Exercise details ▸ Can you format the lines as a Markdown table with the columns Row and Line, starting with the line that contains "target=white vanity cabinet mode=detect" and going on through the line that contains "[258,237,271,258]", leaving out any blank lines?

[Stored data entries]
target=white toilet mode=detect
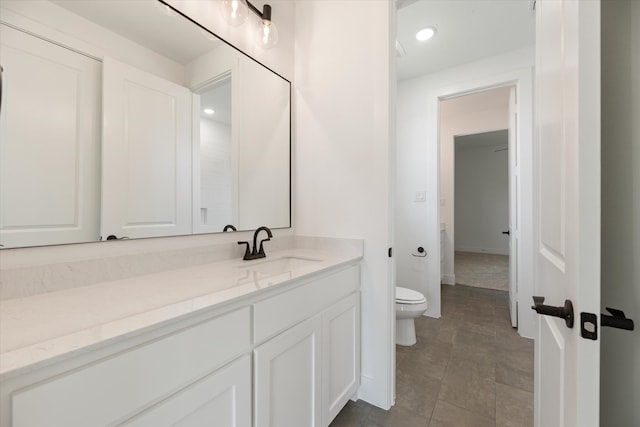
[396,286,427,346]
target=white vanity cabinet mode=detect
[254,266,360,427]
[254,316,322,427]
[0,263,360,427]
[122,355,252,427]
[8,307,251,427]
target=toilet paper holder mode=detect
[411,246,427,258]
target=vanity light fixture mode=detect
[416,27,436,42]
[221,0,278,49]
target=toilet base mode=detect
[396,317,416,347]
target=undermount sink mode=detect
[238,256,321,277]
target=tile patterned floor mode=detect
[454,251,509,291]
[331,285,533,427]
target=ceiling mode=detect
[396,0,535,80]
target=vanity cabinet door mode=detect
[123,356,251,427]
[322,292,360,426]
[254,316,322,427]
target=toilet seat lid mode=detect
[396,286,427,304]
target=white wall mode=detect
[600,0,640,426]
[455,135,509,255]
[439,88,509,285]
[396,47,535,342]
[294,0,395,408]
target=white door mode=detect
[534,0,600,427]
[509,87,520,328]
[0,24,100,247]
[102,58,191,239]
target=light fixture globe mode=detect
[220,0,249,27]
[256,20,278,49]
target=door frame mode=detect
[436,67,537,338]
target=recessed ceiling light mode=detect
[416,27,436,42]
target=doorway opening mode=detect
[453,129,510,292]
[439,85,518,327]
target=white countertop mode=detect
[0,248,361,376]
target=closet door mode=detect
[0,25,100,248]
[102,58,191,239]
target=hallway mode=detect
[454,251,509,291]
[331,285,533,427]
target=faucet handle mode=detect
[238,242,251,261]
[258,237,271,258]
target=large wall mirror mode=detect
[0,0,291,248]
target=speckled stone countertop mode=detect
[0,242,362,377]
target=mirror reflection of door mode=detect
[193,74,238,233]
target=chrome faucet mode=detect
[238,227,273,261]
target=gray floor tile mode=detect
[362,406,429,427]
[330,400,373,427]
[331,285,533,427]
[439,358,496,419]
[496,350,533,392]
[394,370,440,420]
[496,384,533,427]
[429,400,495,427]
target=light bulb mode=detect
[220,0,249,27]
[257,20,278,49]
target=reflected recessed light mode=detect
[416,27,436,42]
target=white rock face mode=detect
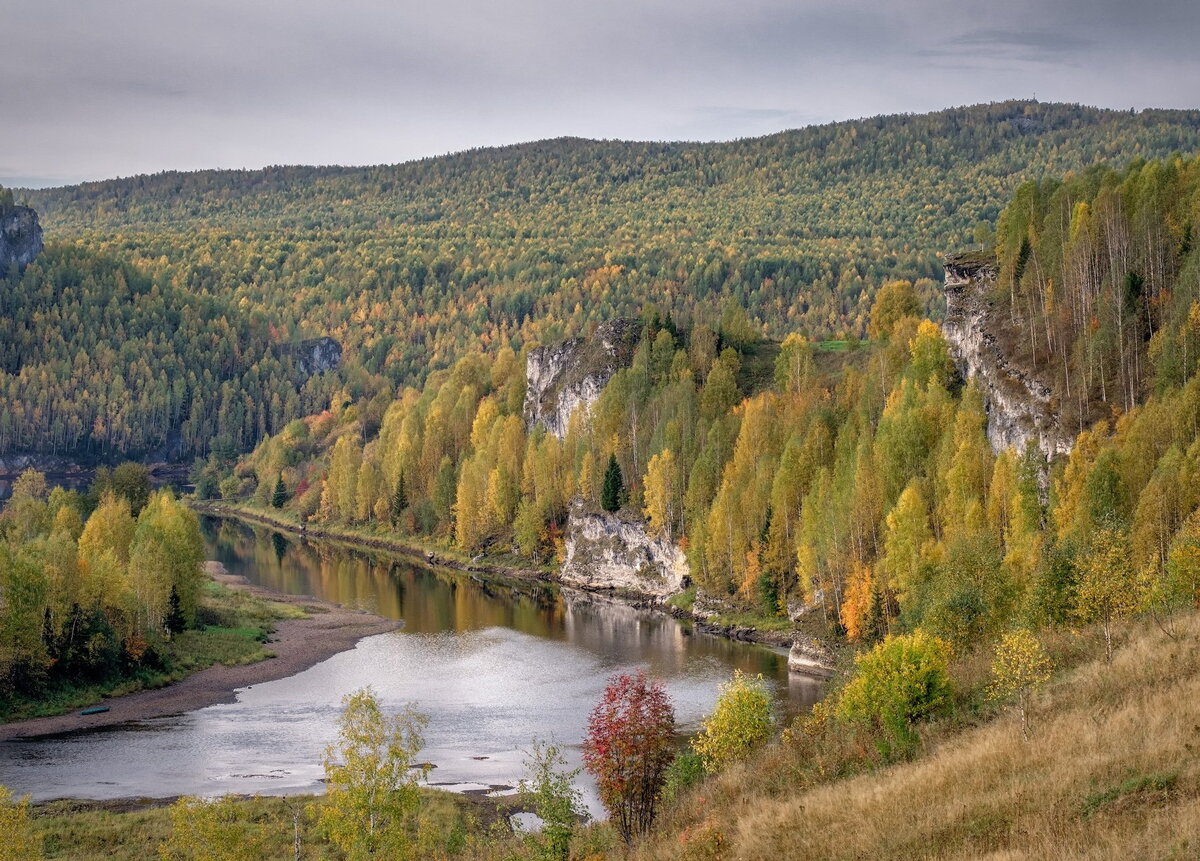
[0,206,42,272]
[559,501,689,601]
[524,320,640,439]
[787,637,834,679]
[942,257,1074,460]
==
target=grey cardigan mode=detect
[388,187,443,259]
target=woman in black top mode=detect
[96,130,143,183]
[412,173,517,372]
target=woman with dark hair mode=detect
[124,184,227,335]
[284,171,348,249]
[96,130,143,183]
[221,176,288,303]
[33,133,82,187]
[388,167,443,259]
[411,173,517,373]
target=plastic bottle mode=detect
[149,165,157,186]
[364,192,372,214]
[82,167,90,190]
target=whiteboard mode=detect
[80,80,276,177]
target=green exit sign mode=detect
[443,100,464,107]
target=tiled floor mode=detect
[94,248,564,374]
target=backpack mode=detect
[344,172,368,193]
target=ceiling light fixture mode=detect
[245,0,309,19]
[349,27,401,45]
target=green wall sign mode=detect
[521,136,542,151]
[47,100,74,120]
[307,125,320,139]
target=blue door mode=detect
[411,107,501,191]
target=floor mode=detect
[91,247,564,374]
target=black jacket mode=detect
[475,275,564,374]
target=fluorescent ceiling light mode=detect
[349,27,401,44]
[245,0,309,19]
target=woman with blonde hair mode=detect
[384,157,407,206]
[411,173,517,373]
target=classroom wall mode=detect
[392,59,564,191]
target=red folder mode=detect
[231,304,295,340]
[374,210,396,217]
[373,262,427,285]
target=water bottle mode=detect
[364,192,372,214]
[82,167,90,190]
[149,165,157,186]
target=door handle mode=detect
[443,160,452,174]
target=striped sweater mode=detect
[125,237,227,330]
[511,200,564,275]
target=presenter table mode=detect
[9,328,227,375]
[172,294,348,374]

Result of this exercise ▸
| Row | Line |
|---|---|
| 1 | target=white vanity cabinet mode=detect |
| 2 | [254,266,360,427] |
| 3 | [254,316,322,427] |
| 4 | [0,263,360,427] |
| 5 | [122,355,252,427] |
| 6 | [8,307,251,427] |
| 7 | target=toilet paper holder mode=detect |
| 8 | [411,246,427,258] |
| 9 | target=vanity light fixture mode=detect |
| 10 | [416,27,436,42] |
| 11 | [221,0,278,49] |
| 12 | target=toilet base mode=detect |
| 13 | [396,317,416,347] |
| 14 | target=undermount sink mode=detect |
| 15 | [238,256,321,277] |
| 16 | target=tile patterned floor mode=detect |
| 17 | [454,251,509,291] |
| 18 | [331,285,533,427] |
| 19 | target=ceiling mode=detect |
| 20 | [396,0,535,80] |
| 21 | target=vanity cabinet door mode=detect |
| 22 | [123,356,251,427] |
| 23 | [322,292,360,426] |
| 24 | [254,316,322,427] |
| 25 | target=toilet seat lid mode=detect |
| 26 | [396,286,427,304] |
| 27 | target=white wall mode=detect |
| 28 | [600,0,640,426] |
| 29 | [455,135,509,255] |
| 30 | [439,88,509,285] |
| 31 | [396,47,535,342] |
| 32 | [294,0,395,408] |
| 33 | target=white door mode=detect |
| 34 | [534,0,600,427] |
| 35 | [509,87,520,328] |
| 36 | [0,24,100,247] |
| 37 | [102,58,191,239] |
| 38 | target=light fixture globe mode=detect |
| 39 | [220,0,249,27] |
| 40 | [256,20,278,49] |
| 41 | target=door frame mode=detect |
| 42 | [436,67,537,338] |
| 43 | target=recessed ceiling light mode=detect |
| 44 | [416,27,436,42] |
| 45 | target=doorway opening mode=detect |
| 46 | [453,129,510,292] |
| 47 | [439,85,518,327] |
| 48 | target=white countertop mode=detect |
| 49 | [0,248,361,376] |
| 50 | target=closet door mode=detect |
| 51 | [0,25,100,248] |
| 52 | [102,58,191,239] |
| 53 | target=hallway mode=detect |
| 54 | [454,251,509,291] |
| 55 | [331,285,533,427] |
| 56 | target=faucet handle mode=detect |
| 57 | [238,242,251,261] |
| 58 | [258,237,271,258] |